- **PROBLEM TO SOLVE**:
Print the full listing exactly.

BEGIN DATASET RECORDS

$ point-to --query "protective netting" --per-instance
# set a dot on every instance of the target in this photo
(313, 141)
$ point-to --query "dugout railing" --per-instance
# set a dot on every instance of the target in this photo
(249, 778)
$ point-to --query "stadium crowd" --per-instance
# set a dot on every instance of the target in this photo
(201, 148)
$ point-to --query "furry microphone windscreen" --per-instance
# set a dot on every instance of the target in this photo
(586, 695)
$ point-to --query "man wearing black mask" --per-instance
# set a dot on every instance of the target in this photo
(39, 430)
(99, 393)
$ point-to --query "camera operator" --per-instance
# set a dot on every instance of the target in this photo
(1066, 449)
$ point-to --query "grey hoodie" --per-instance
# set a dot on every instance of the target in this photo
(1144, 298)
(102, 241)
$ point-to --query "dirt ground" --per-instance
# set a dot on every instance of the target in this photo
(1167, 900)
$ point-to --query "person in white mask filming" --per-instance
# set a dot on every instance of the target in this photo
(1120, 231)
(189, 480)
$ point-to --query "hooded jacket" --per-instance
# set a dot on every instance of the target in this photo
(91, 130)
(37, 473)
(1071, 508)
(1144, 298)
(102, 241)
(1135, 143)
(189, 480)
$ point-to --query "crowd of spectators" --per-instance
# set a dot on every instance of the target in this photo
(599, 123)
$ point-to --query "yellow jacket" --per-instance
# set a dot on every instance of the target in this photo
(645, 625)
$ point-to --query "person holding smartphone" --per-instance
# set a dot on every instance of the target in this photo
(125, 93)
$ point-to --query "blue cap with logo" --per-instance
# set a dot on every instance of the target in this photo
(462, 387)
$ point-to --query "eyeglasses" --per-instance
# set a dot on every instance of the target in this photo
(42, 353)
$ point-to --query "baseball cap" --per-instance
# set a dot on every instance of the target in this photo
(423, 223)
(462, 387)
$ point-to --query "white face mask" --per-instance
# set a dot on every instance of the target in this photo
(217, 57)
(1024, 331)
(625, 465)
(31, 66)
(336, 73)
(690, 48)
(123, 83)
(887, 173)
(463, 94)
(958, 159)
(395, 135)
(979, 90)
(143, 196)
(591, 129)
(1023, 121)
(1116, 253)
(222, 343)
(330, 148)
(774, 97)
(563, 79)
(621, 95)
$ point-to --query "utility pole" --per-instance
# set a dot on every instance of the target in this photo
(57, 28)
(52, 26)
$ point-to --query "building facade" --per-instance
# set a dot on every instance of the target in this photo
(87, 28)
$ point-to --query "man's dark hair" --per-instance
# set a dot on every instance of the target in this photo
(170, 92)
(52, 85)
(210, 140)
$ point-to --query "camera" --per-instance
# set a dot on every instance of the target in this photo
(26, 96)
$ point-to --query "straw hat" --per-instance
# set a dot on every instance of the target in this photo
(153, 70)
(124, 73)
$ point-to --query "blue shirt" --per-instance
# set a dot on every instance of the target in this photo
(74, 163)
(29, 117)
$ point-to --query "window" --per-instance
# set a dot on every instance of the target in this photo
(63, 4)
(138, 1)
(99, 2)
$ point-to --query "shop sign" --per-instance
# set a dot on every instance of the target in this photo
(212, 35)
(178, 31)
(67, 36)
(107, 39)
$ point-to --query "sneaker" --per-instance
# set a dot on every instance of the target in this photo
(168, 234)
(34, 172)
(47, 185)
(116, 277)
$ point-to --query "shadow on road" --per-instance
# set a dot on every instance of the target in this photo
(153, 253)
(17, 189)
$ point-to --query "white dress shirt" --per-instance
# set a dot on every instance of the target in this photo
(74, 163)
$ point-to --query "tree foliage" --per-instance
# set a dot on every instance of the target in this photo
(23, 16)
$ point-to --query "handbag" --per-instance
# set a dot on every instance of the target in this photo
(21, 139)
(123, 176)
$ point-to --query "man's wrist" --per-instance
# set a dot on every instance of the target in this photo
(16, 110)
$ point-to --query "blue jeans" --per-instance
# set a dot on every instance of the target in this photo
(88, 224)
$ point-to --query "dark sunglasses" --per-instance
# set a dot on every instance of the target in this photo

END DATASET RECORDS

- **OUTPUT OF THE EXERCISE**:
$ point-to --query "protective netting" --per-instance
# set a dot on every instance of the target in this photo
(313, 141)
$ point-to --query "dugout railing" --per-instance
# set a dot on every instance of the target in this photo
(249, 778)
$ point-to --query "stadium crowd" --per-instance
# set a dot on every instance of the target in this photo
(201, 148)
$ point-to --query "furry microphone windscreen" --per-instance
# set a dot on every instance of the target in this photo
(586, 695)
$ point-to --query "man wearing black mask" --per-instance
# set a dot on every instance of the target in this photo
(39, 430)
(99, 393)
$ point-to --query "camera operator" --per-instance
# set a dot on every instance of the target in this photo
(1066, 449)
$ point-to --query "grey hoodie" --per-instance
# set a dot on every instance of the target in this photo
(1144, 298)
(102, 241)
$ point-to --query "dirt ground" --per-instance
# set a dot on every instance of the target in this photo
(1167, 900)
$ point-to --query "person in white mask filming" --per-instance
# set a dot on every instance of the target in this photo
(1120, 231)
(189, 480)
$ point-to --query "hooded jacket" --per-instance
# set a dot on every instance of the target in this photo
(91, 130)
(37, 473)
(1071, 508)
(1144, 298)
(102, 241)
(1135, 143)
(189, 480)
$ point-to --query "crowd of spectators" --per-instance
# set a dot on every instance of the target in this photo
(599, 123)
$ point-to --query "yellow jacket" --per-instance
# set a dot on every instance of the target in this photo
(645, 625)
$ point-to --query "person holding smartphone" --per-instance
# set a dot on every instance of the target in this photo
(125, 93)
$ point-to --query "blue cap with logo" --per-instance
# set a dot on every instance of the target in this photo
(462, 387)
$ point-to --query "eyeglasses" --per-instance
# set a dot on every instance of the target in this photo
(42, 353)
$ point-to --query "baseball cap" --per-instance
# set a dot on every instance of the target in this photo
(423, 223)
(462, 387)
$ point-to --query "white face mask" --per-instance
# set a dot on every instance of the target in this photo
(217, 57)
(1024, 331)
(625, 465)
(31, 66)
(336, 73)
(690, 48)
(123, 83)
(887, 173)
(463, 94)
(958, 159)
(395, 135)
(979, 90)
(143, 196)
(591, 129)
(1023, 121)
(1116, 253)
(222, 343)
(330, 148)
(774, 97)
(563, 79)
(621, 95)
$ point-to --query "utility pole" --per-instance
# set a dot on every instance of the target in this photo
(57, 28)
(52, 26)
$ point-to --query "building facade" --per-instance
# set a dot on every instance of the target in this photo
(87, 28)
$ point-to --query "man's dark hair" --per-instance
# set a dot on every instance of the target in this photo
(170, 92)
(52, 85)
(210, 140)
$ point-to --query "camera" --per-instance
# set a dot on every instance of the target in this photo
(26, 96)
$ point-to --query "straw hat" --per-instance
# set a dot on every instance of the target in this photo
(153, 70)
(124, 73)
$ point-to --query "blue shirt" --per-instance
# set a dot on every instance of the target in this photo
(74, 163)
(29, 117)
$ point-to --query "window" --per-instance
# set a dot on every instance of the target in this photo
(63, 4)
(138, 1)
(99, 2)
$ point-to --query "shop sign" --per-instance
# set a dot on every instance of the target in this photo
(212, 35)
(178, 31)
(67, 36)
(107, 39)
$ point-to --query "sneaker" --per-instance
# set a dot on every instance of the target in this photo
(168, 234)
(34, 172)
(47, 185)
(116, 277)
$ point-to --query "shadow on road" --per-instance
# set a dot on every instance of the target in this photo
(153, 253)
(17, 189)
$ point-to --query "white dress shirt" --per-instance
# set a dot on every instance of the target in this photo
(74, 163)
$ point-to --query "tree foliage" --per-instance
# set a dot on every instance of the target in this photo
(23, 16)
$ point-to --query "handbag" --per-instance
# set a dot on every instance of the target in this photo
(21, 139)
(123, 176)
$ point-to --query "man's wrist" --per-instance
# set a dot on every instance of the target in this photo
(16, 110)
$ point-to --query "blue jeans" --per-instance
# set a dot on every instance of the target in this photo
(88, 224)
$ point-to --query "dark sunglasses" --per-instance
# set a dot on every instance of the target in this photo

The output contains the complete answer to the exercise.